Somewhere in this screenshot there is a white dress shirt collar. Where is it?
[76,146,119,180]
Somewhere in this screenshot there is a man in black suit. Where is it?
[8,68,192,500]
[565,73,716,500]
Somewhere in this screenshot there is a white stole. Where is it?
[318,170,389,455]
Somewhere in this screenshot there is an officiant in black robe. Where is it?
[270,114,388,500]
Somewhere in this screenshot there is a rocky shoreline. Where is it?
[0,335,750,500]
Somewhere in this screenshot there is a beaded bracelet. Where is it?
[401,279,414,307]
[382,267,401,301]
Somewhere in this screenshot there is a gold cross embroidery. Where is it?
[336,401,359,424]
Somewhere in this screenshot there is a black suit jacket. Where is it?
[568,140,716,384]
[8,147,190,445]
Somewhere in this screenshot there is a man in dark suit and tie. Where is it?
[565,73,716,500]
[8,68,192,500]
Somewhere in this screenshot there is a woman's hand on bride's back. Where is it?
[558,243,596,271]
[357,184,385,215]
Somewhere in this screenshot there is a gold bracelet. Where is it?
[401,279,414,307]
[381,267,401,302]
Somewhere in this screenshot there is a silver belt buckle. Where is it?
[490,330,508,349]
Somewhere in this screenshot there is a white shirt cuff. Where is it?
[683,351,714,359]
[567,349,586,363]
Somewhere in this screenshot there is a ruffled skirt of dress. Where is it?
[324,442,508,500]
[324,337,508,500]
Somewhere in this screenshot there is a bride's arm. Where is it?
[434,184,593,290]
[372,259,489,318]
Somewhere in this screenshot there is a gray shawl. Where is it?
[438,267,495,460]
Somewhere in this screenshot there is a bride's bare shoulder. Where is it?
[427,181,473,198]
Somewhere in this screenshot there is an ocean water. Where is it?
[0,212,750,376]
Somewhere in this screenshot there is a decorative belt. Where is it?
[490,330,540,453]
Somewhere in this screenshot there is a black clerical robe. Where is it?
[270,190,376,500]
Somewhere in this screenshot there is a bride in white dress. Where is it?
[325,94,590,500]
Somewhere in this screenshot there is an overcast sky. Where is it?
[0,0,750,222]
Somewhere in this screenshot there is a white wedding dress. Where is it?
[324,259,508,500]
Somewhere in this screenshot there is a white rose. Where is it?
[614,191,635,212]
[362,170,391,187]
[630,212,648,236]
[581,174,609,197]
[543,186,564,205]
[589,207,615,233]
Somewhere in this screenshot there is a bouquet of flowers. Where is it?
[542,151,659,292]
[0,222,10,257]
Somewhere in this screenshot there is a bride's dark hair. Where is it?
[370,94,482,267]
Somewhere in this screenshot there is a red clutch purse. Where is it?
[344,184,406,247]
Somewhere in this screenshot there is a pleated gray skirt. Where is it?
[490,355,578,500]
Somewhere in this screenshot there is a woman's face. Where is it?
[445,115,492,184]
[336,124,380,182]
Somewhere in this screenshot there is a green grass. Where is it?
================================
= WHAT YOU HAVE TO DO =
Can you reproduce every line above word for word, without changing anything?

= EXERCISE RESULT =
Somewhere in this screenshot there is a white dress shirt collar. Where is it?
[76,146,119,180]
Somewhere in this screenshot there is a man in black suit. Where is it?
[8,68,192,500]
[565,73,716,500]
Somewhere in this screenshot there is a white stole. Where is it?
[318,170,389,455]
Somewhere in this screenshot there is an officiant in black robe. Where is it?
[270,114,388,500]
Somewhere in this screenshot there is a rocky shoreline. Where is it?
[0,335,750,500]
Somewhere in this screenshot there is a beaded bracelet. Where is it?
[401,279,414,307]
[382,267,401,301]
Somewhere in this screenshot there is a gold cross embroidery. Where is it?
[336,401,359,424]
Somewhere in this screenshot there is a black suit jacket. Where is it?
[568,140,716,384]
[8,147,190,445]
Somewhere in this screenshot there is a man in dark suit and tie. Where is it?
[565,73,716,500]
[8,68,192,500]
Somewhere in this screenshot there is a woman's hand on bride's back. Where is it?
[558,243,596,271]
[357,184,385,215]
Somewhere in this screenshot there is a gold bracelet. Where is it?
[401,279,414,307]
[381,267,401,302]
Somewhere in this screenshot there is a silver belt buckle. Where is it?
[490,330,508,349]
Somewhere in this screenshot there is a white shirt cuff. Where is it?
[683,351,714,359]
[567,349,586,363]
Somewhere in this screenshot there is a ruffled skirt of dress. Where is it?
[324,442,508,500]
[324,337,508,500]
Somewhere in this screenshot there is a bride's arm. Where is it?
[434,184,593,290]
[372,259,489,318]
Somewhere in this screenshot there is a gray shawl. Where is it?
[438,267,495,460]
Somewhere in this screenshot there is a bride's bare shoulder. Where is it?
[427,181,473,198]
Somewhere in this screenshot there is an ocean water. Where is it?
[0,212,750,376]
Somewhere in this screenshot there is a decorative belt. Where is it?
[490,330,540,453]
Somewhere in this screenshot there is a black clerical robe. Where is it?
[270,190,376,500]
Somewhere in this screenshot there is a bride in white dress. Where is it?
[325,94,590,500]
Somewhere in this screenshot there is an overcast sky. Where is it?
[0,0,750,222]
Somewhere in this screenshot there is a white wedding dress. Where is it?
[324,259,508,500]
Somewhere in this screenshot there is a white rose. Where is it?
[614,191,635,212]
[362,170,391,187]
[630,212,648,236]
[581,174,609,197]
[543,186,564,205]
[589,207,615,233]
Somewhere in this screenshot there is a bouquet of flowers. Where is it?
[542,151,659,292]
[0,222,10,257]
Somewhere in this screenshot there is a bride's dark hair. Where is it?
[370,94,482,267]
Somewhere in this screenshot there is a red clutch purse. Where is it?
[344,184,406,247]
Somewhere in this screenshot there is a pleated gray skirt. Where is it?
[490,355,578,500]
Somewhere in this screenshot there is a woman's face. Where is it?
[445,115,492,184]
[336,124,380,182]
Somewhere in this screenshot there is a green grass. Where is it?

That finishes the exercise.